Start of DOCUMENT PASSAGE

Bob
Koester's six decades of jazz and blues, Chicago style. I read this article in the Chicago Tribune earlier this week. On May 14,
2013, by Tribune Arts critic Howard Reich.
"Let's raise a glass to Bob Koester, the single-minded Chicagoan
who this weekendcelebrates
a remarkable anniversary: 60 years of
producing jazz and blues recordings. Koester's Delmark Records may not be the
biggest indie in the country – or even in Chicago – but it's widely
acknowledged as the longest continually running jazz-blues label in the
country. Beyond this feat of endurance,
Delmark has had an outsized impact on music across Chicago and around the
world.
If you've ever listened to Junior
Wells' "Hoodoo Man Blues" or Magic Sam's "West Side
Soul," landmark albums of the mid-1960s, you owe a thank-you to Koester,
who recorded them. At about the same time, Delmark began to cut groundbreaking
recordings by members of the Association for the Advancement of Creative
Musicians, a Chicago collective that altered the course of
jazz. Were it not for Koester, Bruce
Iglauer's Alligator Records, Michael Frank's Earwig Music label, Chuck Nessa's
Nessa Records, Jim O'Neal's Rooster Records and Living Blues magazine might not
have emerged, for all these individuals, and others, got their start working
for the master. Have you ever picked up
a hard-to-find recording or rare boxed set at the Jazz Record Mart? Yes,
Koester founded that, too, and still runs it.
Add it up, and the resume is somewhat mind-boggling.
"I think I started with a boggled mind right away," says
Koester, whose label will celebrate the anniversary with concerts Sunday and
June 2 at the Old Town School of Folk Music's Szold Hall. "You have to
have a boggled mind to get into this business –
more today than when I started."

End of DOCUMENT PASSAGE

→ **TASKS TO COMPLETE**:
(1) Reproduce the article about Bob Koester word for word, from "If you've ever" up to and including "still runs it.".
(2) Carry on the article about Bob Koester and Delmark Records from its final sentence.

Start of INFORMATION SHOWN

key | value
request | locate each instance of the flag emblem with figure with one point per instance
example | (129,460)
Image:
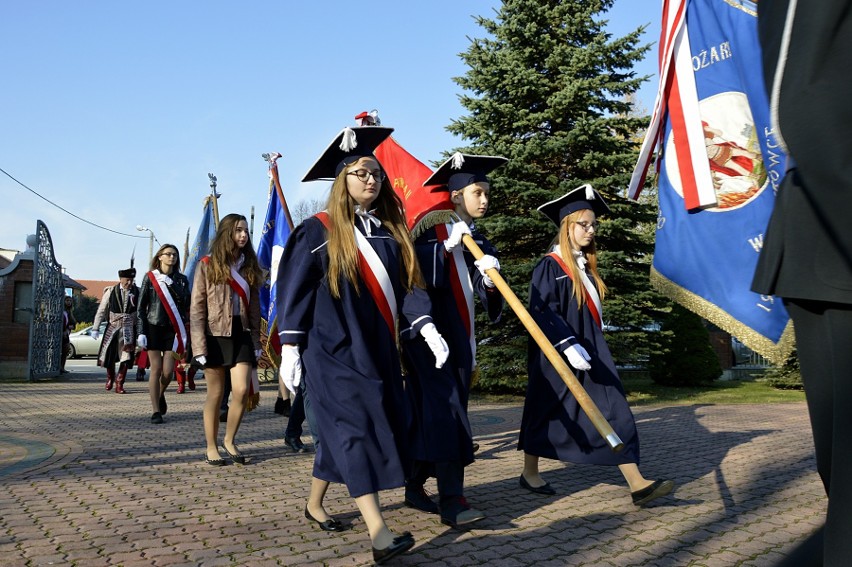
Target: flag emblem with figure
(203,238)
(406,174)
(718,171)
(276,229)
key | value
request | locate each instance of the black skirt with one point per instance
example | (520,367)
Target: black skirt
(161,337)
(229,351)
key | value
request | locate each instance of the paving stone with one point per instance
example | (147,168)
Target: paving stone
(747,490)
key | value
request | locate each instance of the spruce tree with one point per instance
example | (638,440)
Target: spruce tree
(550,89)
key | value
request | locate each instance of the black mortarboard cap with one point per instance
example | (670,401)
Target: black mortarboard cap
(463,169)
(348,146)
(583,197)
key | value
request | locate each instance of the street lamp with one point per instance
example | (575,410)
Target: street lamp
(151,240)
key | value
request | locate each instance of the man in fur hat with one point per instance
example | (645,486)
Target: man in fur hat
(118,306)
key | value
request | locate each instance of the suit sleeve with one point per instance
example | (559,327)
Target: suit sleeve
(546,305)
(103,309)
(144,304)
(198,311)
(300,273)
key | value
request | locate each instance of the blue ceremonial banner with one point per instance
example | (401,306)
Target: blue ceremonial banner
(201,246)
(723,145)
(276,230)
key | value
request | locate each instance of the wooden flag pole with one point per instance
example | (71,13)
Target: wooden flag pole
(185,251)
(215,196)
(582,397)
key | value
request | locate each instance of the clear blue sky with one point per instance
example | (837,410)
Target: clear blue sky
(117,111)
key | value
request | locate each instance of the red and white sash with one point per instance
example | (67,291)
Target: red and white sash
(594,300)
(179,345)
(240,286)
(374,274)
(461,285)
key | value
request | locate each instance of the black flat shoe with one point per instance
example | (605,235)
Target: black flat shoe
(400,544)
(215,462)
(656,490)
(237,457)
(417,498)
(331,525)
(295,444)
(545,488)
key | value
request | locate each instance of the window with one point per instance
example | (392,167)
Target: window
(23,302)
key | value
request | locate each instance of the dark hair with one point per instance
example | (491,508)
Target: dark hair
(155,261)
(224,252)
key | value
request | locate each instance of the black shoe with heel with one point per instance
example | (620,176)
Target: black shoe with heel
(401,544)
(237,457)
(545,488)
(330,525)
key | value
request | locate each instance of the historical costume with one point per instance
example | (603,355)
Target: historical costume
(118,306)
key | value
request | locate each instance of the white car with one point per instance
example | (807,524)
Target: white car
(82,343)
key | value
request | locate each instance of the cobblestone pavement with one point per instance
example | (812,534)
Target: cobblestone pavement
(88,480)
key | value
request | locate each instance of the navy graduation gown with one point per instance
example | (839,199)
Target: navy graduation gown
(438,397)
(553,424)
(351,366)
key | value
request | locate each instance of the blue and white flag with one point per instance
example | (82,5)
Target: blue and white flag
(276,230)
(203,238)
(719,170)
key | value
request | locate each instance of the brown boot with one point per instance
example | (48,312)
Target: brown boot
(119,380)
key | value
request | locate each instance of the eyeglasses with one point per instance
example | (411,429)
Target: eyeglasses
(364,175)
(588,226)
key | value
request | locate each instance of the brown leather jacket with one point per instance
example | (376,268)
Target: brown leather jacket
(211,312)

End of INFORMATION SHOWN
Start of INFORMATION SHOWN

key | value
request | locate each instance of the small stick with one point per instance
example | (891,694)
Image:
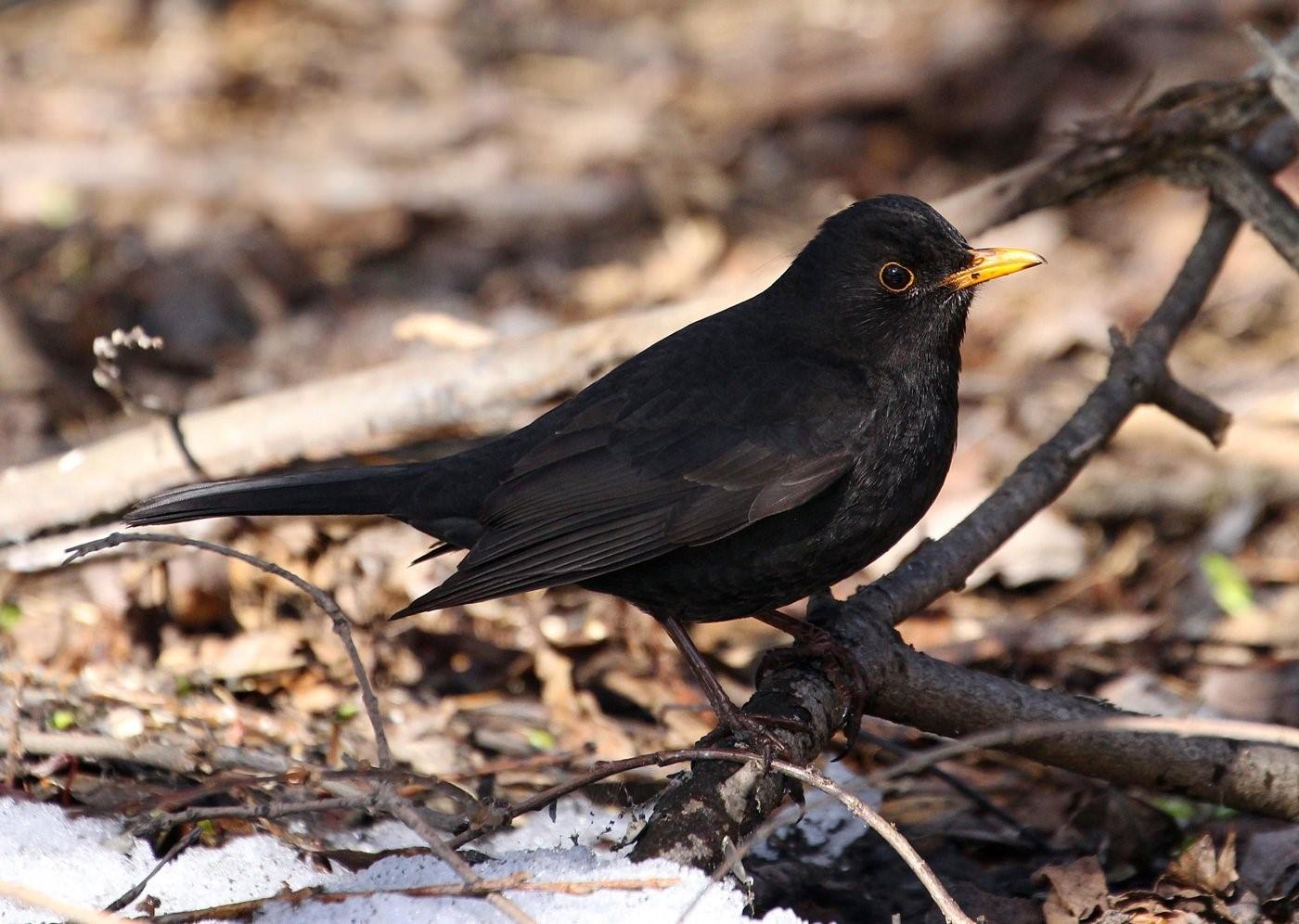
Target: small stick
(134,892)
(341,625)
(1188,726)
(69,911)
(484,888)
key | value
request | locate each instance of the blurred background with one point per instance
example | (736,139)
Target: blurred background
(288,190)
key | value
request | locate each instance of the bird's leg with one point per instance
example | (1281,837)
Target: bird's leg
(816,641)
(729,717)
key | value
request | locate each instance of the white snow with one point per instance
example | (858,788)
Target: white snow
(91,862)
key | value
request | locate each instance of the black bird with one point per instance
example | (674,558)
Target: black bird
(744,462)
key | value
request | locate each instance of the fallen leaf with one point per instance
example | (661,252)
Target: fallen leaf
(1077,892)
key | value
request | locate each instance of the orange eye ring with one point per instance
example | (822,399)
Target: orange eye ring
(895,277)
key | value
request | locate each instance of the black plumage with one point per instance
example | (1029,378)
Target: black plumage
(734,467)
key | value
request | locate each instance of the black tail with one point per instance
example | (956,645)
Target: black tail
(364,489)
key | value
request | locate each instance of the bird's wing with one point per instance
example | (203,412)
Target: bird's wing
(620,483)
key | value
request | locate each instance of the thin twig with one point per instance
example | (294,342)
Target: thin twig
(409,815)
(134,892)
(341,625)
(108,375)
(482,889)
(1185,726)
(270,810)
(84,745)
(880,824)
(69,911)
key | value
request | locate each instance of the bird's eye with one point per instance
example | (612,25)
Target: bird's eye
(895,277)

End of INFORMATION SHOWN

→ **ANSWERS FOR THE TASKS**:
(1)
If you've ever listened to Junior
Wells' "Hoodoo Man Blues" or Magic Sam's "West Side
Soul," landmark albums of the mid-1960s, you owe a thank-you to Koester,
who recorded them. At about the same time, Delmark began to cut groundbreaking
recordings by members of the Association for the Advancement of Creative
Musicians, a Chicago collective that altered the course of
jazz. Were it not for Koester, Bruce
Iglauer's Alligator Records, Michael Frank's Earwig Music label, Chuck Nessa's
Nessa Records, Jim O'Neal's Rooster Records and Living Blues magazine might not
have emerged, for all these individuals, and others, got their start working
for the master. Have you ever picked up
a hard-to-find recording or rare boxed set at the Jazz Record Mart? Yes,
Koester founded that, too, and still runs it.

(2)
Certainly
a lot has changed since Koester began making recordings in St. Louis in 1953
and re-settled here five years later. He sums up the most recent troubles in a
single word: download. Illegal downloading has reduced his record business to "about a third of
what was in the old days," he says. And by old days, he means just before
the good old 1990s.
[bloggers note - I find that hard to grasp. Vinyl record collectors - who he sells to from his store on not the folks who download song files. They would be the last people to do that - since what they (we) collect are - Vinyl Records. I think Koester equating why his record business (the store and or the label) and the technology that allows for downloading is faulty.]
It's the
Jazz Record Mart – with its unmatched inventory of CDs and historic LPs at 27
E. Illinois St. – that keeps Delmark alive, says Koester. Yet he never has
considered pulling the plug on the venerable label. "I'm stubborn," says Koester, who
turned 80 in October. "If I wanted to quit tomorrow, what would I do with
a building of inventory and a studio?"
Instead,
Koester toils six days a week, dividing his time between the label and the
record store, two institutions as intertwined with this city's cultural
identity as the Chicago Symphony Orchestra or the Lyric Opera of Chicago,
though a tad less affluent and celebrated.
"It's
so huge, it's hard for me to summarize what Bob has achieved," says
Alligator Records founder Iglauer. "He's an absolutely crucial source in
documenting and in creating an audience for acoustic and electric blues, jazz
of all eras – some of the most challenging jazz that Chicago has created.
"'Hoodoo Man Blues'
was the first album by a working electric Chicago blues band – it
helped define the sound of contemporary Chicago blues in the mid-1960s in a way
that really hadn't been done before. He was absolutely crucial in the founding
of Living Blues magazine – he mentored those of us who were the original
editorial staff and literally loaned us the money to start the magazine."
Koester
estimates that Delmark's volume has dropped about 70 percent compared to 15
years ago, even including the revenue the label generates from legal downloads. But, clearly, Koester never has been in this for the money. A mega-seller for
Delmark approaches 10,000 copies, and that's rare; if Koester moves 2,000, he
considers himself happy. Or, as he once put it to me, "Hey, you know my
motto: 'There's always room at the bottom.'"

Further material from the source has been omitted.